Supplied records START
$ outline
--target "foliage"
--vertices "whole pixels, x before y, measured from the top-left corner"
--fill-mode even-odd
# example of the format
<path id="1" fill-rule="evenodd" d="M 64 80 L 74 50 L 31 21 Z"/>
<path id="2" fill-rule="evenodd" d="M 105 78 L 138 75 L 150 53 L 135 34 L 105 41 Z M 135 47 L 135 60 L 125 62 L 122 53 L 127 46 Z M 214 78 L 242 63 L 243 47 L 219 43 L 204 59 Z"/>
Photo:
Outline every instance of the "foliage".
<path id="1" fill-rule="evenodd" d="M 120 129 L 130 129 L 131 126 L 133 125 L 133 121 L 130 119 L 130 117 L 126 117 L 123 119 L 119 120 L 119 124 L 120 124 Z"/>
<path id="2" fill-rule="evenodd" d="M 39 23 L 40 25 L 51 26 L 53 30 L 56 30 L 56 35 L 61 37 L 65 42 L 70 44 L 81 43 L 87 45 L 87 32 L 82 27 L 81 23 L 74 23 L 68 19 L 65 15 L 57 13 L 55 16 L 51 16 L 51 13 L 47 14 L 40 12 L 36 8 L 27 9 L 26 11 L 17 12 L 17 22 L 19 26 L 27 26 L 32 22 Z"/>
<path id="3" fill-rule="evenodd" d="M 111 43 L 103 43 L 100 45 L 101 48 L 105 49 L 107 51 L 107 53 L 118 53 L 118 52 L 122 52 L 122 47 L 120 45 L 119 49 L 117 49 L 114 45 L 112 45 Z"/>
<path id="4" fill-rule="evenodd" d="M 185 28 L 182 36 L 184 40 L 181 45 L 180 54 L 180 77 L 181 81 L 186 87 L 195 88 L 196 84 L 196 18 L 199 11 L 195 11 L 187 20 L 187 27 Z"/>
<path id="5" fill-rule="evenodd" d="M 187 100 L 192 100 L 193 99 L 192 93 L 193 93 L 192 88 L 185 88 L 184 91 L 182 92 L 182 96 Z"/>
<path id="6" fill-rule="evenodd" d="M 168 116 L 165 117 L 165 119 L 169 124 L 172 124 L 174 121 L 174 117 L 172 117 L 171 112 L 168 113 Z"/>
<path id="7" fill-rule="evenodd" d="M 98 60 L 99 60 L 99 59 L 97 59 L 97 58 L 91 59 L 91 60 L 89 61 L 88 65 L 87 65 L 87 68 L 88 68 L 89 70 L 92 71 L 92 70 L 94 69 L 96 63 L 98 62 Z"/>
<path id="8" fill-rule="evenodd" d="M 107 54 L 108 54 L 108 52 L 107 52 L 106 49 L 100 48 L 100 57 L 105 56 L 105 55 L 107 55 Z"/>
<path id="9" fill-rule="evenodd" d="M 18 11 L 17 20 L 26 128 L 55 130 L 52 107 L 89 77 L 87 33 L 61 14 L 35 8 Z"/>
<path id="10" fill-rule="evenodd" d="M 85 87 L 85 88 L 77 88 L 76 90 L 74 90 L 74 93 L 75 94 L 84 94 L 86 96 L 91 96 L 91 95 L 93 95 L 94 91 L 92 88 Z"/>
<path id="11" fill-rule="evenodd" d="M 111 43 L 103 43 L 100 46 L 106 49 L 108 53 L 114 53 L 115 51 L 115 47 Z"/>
Supplied records END
→ **Activity**
Please restate every record above word for word.

→ **Task output**
$ outline
--target "foliage"
--vertices "whole pixels, x before y, measured from the top-left corner"
--fill-mode even-odd
# example of the format
<path id="1" fill-rule="evenodd" d="M 64 80 L 74 50 L 31 21 Z"/>
<path id="2" fill-rule="evenodd" d="M 105 78 L 138 75 L 150 53 L 135 34 L 105 41 Z M 135 47 L 135 60 L 125 62 L 122 53 L 127 46 Z M 214 78 L 242 63 L 243 47 L 219 43 L 204 59 Z"/>
Photo:
Outline every instance of the "foliage".
<path id="1" fill-rule="evenodd" d="M 120 129 L 130 129 L 131 126 L 133 125 L 133 121 L 130 119 L 130 117 L 126 117 L 123 119 L 119 120 L 119 124 L 120 124 Z"/>
<path id="2" fill-rule="evenodd" d="M 39 23 L 40 25 L 51 26 L 53 30 L 56 30 L 56 35 L 61 37 L 65 42 L 70 44 L 81 43 L 87 45 L 87 32 L 82 27 L 81 23 L 74 23 L 68 19 L 65 15 L 57 13 L 55 16 L 51 16 L 51 13 L 47 14 L 40 12 L 36 8 L 27 9 L 26 11 L 17 12 L 17 22 L 19 26 L 27 26 L 32 22 Z"/>
<path id="3" fill-rule="evenodd" d="M 111 43 L 103 43 L 100 45 L 101 48 L 105 49 L 107 51 L 107 53 L 118 53 L 118 52 L 122 52 L 122 47 L 120 45 L 119 49 L 117 49 L 114 45 L 112 45 Z"/>
<path id="4" fill-rule="evenodd" d="M 185 28 L 182 36 L 184 40 L 181 45 L 180 54 L 180 77 L 181 81 L 186 87 L 195 88 L 196 84 L 196 18 L 199 11 L 195 11 L 187 20 L 187 27 Z"/>
<path id="5" fill-rule="evenodd" d="M 187 100 L 192 100 L 193 99 L 192 93 L 193 93 L 192 88 L 185 88 L 184 91 L 182 92 L 182 96 Z"/>
<path id="6" fill-rule="evenodd" d="M 168 116 L 165 117 L 165 119 L 169 124 L 172 124 L 174 121 L 174 117 L 172 117 L 171 112 L 168 113 Z"/>
<path id="7" fill-rule="evenodd" d="M 98 60 L 99 60 L 99 59 L 97 59 L 97 58 L 91 59 L 91 60 L 89 61 L 88 65 L 87 65 L 87 68 L 88 68 L 89 70 L 92 71 L 92 70 L 94 69 L 96 63 L 98 62 Z"/>
<path id="8" fill-rule="evenodd" d="M 107 54 L 108 54 L 108 52 L 107 52 L 106 49 L 100 48 L 100 57 L 105 56 L 105 55 L 107 55 Z"/>
<path id="9" fill-rule="evenodd" d="M 18 11 L 17 20 L 26 128 L 55 130 L 52 107 L 89 77 L 87 33 L 61 14 L 35 8 Z"/>
<path id="10" fill-rule="evenodd" d="M 85 87 L 85 88 L 77 88 L 76 90 L 74 90 L 74 93 L 75 94 L 84 94 L 86 96 L 91 96 L 91 95 L 93 95 L 94 91 L 92 88 Z"/>
<path id="11" fill-rule="evenodd" d="M 111 43 L 103 43 L 100 46 L 106 49 L 108 53 L 114 53 L 115 51 L 115 47 Z"/>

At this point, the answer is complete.